Every proposed rate-relief plan would require BGE to borrow money to cover customers' deferred payments, and all would allow the company to recover the interest costs it would have to pay as a result.

When Ehrlich announced a plan that he negotiated with Constellation Energy Group, BGE's parent company, after the regular legislative session, he said it contained no provision for interest charges. When Democrats unveiled the plan they passed last week, they said it, too, included no interest charges.

Both claims fudged the truth: Both plans allow BGE to recoup its interest costs, but in each case the company agreed to concessions that would more than offset those charges.

In Ehrlich's plan, the concessions were contingent on the success of Constellation's proposed merger with FPL Group Inc. of Florida. In the legislature's plan, they are not.

When the Public Service Commission considered Ehrlich's plan, it agreed to a request by People's Counsel Patricia A. Smith that customers not be forced to pay interest.

But the four members who wrote the opinion in support of the governor's plan - all of them Ehrlich appointees - said that denying BGE the ability to recover interest costs outright would be "of doubtful legality." Instead, they said, BGE could recover the costs later.

Ehrlich Chief of Staff James C. "Chip" DiPaula Jr. said yesterday that the administration agrees it can't force the company to give up interest charges. He said such a provision would have to be negotiated with the company.

Constellation spokesman Robert L. Gould declined to comment on whether the company would be willing to negotiate on the interest charges.

Ehrlich's second major objection, the lack of consumer choice in the legislature's plan, has been echoed on talk radio shows and was repeated again and again by witnesses at the veto hearing.

"Hooking up people to a credit card for 10 years with a really unknown interest rate and no consumer choice, that's probably the No. 1 observation-slash-criticism," Ehrlich said on WBAL radio yesterday. "I have no choice, no consumer choice here."

Miller said the legislature would "absolutely" have preferred to craft a plan in which people could choose whether to participate. But he said it was impossible to do that and also enact a mechanism called "securitization," which helps guarantee BGE's debt, lowers borrowing costs and lowers monthly bills.

The failed plan that Ehrlich and legislators agreed to at the end of the regular session also relied on that technique of guaranteeing revenue through fees on bills. Utility industry experts say such a mechanism would help protect BGE's credit rating while providing a better benefit to consumers.

DiPaula said the administration agrees that structuring the deal that way is better for BGE and its customers. But he said he sees no reason that it is incompatible with consumer choice.

"I can't conceive of any reason why you couldn't do it," DiPaula said.

William A. Mogel, a utilities lawyer with the Saul Ewing firm in Washington, said he has many reservations about the General Assembly's bill but that on the question of securitization, the legislators are right.

Investors who would buy bonds BGE would issue to finance the deferral plan would want to make sure there was sufficient cash flow to cover the debt, Mogel said. If customers could opt out, the cash flow would be reduced, investors would be less comfortable, and BGE would be considered a greater credit risk, he said.

"It just really undercuts the whole securitization concept," Mogel said.

Miller said Ehrlich's continued efforts to keep the BGE issue alive do nothing but create dangerous uncertainty for the company and frustration for consumers.

"People want a solution," Miller said. "They want this to be behind us."

▶ _SOURCE DATA_:
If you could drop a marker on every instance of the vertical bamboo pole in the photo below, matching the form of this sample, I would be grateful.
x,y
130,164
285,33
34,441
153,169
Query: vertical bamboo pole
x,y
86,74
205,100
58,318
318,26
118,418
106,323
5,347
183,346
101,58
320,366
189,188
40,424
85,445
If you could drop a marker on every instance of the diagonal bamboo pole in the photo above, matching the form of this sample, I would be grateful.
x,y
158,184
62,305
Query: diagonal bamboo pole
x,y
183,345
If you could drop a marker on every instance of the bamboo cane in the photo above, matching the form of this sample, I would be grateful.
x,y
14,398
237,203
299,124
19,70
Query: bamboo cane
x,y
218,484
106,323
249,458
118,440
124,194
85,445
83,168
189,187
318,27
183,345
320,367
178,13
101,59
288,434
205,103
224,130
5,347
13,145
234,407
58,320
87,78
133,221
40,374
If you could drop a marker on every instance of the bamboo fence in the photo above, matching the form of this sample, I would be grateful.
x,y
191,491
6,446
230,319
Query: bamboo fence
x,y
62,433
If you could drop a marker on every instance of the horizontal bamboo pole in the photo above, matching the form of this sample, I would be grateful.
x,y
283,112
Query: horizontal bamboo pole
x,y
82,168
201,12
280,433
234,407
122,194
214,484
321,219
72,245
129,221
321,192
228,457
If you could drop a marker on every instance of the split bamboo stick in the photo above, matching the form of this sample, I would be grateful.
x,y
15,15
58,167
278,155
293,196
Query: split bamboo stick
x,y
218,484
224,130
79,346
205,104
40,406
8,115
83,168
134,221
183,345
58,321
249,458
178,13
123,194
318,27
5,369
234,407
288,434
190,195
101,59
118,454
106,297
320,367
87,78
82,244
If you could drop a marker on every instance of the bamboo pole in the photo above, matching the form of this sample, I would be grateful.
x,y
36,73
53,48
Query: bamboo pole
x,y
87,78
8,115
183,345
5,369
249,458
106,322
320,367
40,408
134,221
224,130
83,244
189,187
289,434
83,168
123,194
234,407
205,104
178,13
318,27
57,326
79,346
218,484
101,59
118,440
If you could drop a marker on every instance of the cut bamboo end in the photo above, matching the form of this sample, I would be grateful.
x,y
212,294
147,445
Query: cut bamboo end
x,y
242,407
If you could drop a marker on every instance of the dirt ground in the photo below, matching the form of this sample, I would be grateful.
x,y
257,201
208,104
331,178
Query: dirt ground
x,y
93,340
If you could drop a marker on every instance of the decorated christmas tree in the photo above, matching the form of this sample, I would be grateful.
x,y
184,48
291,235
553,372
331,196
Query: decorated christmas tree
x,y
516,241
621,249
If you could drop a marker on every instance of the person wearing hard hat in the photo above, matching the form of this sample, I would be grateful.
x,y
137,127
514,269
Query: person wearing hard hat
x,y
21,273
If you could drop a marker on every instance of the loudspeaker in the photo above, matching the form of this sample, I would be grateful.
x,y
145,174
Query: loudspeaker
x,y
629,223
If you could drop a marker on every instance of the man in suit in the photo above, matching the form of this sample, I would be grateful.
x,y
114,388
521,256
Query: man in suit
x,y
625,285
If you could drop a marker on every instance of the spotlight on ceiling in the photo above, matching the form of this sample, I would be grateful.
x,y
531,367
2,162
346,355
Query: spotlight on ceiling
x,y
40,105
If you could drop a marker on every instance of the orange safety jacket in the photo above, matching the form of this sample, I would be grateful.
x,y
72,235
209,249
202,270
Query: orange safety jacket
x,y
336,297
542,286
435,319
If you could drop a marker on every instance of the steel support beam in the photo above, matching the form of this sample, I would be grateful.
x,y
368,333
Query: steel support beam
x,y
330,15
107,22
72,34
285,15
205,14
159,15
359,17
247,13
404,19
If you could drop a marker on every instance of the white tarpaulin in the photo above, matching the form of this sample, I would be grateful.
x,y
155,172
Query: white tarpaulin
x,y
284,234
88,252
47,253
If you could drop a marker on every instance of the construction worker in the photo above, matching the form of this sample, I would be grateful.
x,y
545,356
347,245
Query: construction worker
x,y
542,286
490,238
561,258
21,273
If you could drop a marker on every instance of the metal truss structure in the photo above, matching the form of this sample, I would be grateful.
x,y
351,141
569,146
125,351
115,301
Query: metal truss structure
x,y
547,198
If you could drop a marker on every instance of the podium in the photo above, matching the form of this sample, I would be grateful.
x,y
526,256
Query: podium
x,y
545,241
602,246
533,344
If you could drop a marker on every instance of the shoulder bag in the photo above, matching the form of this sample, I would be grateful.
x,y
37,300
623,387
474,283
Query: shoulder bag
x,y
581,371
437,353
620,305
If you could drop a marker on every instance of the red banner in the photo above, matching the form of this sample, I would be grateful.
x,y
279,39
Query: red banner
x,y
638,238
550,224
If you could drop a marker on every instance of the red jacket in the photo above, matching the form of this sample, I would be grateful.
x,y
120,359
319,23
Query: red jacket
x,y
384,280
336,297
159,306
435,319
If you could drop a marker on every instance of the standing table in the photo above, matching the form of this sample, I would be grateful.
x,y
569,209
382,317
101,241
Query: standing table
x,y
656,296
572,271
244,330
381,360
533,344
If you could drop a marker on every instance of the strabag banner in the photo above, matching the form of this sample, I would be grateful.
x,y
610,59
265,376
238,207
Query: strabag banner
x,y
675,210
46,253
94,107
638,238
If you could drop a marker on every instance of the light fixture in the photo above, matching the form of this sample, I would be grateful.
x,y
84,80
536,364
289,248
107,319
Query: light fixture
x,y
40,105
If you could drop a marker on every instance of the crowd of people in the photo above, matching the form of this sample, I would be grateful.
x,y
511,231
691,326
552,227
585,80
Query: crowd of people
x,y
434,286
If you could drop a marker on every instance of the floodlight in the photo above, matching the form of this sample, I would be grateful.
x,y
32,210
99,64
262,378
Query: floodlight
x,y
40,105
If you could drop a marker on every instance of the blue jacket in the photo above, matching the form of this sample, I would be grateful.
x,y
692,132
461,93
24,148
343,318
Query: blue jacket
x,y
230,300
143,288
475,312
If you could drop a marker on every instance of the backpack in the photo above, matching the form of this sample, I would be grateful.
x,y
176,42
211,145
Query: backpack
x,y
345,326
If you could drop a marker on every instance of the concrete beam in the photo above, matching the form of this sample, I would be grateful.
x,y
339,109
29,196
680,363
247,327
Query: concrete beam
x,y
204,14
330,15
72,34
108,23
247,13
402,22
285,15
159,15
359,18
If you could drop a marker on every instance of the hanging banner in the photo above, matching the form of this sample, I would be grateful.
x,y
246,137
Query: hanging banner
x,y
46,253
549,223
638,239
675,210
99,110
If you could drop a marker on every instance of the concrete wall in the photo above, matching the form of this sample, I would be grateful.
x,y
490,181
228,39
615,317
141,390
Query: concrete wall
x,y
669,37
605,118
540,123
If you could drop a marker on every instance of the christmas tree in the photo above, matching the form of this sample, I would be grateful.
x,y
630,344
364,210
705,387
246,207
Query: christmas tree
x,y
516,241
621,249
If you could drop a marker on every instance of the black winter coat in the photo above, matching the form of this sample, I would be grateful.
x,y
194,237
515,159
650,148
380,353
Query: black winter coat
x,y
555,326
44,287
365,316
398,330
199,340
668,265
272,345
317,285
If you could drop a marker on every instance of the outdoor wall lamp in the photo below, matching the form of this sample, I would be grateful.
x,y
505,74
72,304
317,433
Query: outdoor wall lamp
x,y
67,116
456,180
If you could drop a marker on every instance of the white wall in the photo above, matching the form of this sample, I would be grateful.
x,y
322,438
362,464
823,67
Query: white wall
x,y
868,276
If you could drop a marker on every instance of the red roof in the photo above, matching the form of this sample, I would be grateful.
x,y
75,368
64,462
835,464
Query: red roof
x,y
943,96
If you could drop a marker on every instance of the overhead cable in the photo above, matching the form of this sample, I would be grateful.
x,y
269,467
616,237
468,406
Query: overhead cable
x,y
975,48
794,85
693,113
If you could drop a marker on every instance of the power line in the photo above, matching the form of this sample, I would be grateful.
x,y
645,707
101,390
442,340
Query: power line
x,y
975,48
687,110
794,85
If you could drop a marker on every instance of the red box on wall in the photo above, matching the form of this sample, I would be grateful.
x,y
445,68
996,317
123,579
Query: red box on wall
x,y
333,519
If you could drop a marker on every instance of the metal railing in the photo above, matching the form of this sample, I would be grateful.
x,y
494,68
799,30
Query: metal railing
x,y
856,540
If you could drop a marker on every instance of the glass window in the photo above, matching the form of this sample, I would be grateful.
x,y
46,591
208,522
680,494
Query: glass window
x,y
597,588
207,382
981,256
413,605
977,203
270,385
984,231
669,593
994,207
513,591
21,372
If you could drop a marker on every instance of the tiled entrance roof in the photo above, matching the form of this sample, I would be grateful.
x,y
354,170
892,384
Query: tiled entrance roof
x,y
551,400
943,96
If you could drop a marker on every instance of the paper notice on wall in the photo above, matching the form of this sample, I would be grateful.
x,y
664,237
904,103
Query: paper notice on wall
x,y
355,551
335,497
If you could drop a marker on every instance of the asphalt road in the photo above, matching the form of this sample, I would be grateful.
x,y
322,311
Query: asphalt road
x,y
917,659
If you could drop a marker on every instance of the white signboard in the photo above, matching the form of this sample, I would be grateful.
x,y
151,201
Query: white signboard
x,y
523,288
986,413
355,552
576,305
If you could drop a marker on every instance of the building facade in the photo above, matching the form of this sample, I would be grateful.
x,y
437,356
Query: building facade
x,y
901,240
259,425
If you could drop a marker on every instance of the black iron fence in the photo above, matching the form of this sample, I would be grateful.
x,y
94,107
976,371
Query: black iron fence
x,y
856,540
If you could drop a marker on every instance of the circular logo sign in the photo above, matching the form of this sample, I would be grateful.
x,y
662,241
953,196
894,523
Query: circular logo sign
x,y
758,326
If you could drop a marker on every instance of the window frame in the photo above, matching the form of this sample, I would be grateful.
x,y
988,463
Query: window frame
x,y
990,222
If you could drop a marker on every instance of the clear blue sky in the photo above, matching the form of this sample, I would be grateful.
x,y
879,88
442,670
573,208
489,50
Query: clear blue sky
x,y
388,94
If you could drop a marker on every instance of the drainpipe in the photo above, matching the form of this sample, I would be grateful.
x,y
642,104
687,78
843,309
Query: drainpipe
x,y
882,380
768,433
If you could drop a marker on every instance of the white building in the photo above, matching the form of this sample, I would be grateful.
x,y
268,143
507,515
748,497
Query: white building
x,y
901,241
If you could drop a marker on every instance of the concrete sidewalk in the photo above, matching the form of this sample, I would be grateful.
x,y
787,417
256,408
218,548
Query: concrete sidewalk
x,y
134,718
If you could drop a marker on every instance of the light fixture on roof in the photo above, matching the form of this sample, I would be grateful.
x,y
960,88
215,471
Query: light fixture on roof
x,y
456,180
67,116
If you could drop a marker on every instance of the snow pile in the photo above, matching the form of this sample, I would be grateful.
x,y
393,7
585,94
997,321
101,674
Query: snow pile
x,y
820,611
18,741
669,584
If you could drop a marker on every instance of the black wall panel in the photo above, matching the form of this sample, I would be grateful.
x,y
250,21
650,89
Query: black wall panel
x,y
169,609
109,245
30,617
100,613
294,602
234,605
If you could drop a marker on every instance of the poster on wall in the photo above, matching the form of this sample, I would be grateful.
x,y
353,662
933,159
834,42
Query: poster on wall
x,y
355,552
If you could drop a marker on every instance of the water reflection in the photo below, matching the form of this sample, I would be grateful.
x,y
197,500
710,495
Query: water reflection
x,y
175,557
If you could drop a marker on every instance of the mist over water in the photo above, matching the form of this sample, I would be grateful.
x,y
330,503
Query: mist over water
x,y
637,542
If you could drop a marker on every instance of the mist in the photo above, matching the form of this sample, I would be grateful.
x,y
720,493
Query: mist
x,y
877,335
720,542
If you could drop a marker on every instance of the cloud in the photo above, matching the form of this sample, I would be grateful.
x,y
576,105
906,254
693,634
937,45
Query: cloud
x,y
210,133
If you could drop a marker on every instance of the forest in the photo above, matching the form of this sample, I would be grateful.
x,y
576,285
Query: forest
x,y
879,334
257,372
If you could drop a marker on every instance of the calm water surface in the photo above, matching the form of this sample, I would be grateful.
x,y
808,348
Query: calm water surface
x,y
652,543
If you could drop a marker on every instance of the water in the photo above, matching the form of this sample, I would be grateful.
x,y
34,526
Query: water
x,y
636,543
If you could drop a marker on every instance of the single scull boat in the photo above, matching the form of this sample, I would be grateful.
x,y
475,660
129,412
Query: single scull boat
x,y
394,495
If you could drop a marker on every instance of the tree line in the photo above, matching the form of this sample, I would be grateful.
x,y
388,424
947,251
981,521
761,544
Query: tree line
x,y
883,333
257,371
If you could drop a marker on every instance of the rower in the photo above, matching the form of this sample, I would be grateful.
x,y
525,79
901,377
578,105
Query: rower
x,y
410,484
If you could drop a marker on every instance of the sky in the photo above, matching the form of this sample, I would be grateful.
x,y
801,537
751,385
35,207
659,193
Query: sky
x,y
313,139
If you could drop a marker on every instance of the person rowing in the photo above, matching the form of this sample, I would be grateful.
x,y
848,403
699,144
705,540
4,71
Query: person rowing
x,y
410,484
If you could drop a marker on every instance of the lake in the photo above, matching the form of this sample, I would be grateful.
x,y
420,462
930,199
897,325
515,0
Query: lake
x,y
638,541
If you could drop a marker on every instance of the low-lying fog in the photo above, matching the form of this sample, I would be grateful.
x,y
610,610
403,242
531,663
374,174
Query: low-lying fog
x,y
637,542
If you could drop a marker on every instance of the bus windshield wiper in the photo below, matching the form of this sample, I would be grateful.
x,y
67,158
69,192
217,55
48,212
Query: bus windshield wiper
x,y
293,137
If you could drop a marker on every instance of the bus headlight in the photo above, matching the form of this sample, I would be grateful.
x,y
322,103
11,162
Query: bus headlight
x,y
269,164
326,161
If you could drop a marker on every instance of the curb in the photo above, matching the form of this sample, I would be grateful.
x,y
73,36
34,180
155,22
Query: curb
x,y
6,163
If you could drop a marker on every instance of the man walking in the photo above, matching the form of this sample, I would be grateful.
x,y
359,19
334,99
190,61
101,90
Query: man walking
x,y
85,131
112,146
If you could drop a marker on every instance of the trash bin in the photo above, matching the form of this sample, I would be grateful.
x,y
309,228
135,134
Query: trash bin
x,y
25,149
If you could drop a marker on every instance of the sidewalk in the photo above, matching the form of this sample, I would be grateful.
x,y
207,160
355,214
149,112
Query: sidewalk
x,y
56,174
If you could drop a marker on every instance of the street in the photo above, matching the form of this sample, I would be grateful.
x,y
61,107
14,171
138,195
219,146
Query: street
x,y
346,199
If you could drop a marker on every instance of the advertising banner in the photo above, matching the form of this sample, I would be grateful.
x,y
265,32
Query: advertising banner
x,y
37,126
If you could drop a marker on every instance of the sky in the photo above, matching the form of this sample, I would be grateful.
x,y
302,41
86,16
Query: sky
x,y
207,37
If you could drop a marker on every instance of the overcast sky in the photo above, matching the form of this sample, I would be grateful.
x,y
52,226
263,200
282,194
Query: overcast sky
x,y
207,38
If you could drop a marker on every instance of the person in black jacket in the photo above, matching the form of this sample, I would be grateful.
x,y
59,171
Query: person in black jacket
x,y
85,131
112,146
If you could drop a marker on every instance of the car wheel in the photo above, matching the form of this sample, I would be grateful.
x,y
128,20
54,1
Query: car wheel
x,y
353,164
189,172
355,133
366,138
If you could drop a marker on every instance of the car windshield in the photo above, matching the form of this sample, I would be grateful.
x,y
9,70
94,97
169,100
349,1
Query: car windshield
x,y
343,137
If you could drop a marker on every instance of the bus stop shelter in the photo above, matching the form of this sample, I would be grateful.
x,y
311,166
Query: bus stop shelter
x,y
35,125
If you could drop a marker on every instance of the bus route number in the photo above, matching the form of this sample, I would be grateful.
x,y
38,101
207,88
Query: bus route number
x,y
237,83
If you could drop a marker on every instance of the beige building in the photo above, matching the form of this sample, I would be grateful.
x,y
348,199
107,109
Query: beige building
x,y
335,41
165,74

▶ _JOBS_:
[1] List every person the BGE rate-relief article names, using the name as the article gives it.
[2] How many lines of the records contain the string "pile"? Reply with the number only.

▶ _SOLUTIONS TO THE PROBLEMS_:
[1]
Ehrlich
Patricia A. Smith
James C. "Chip" DiPaula Jr.
Robert L. Gould
Miller
William A. Mogel

[2] 2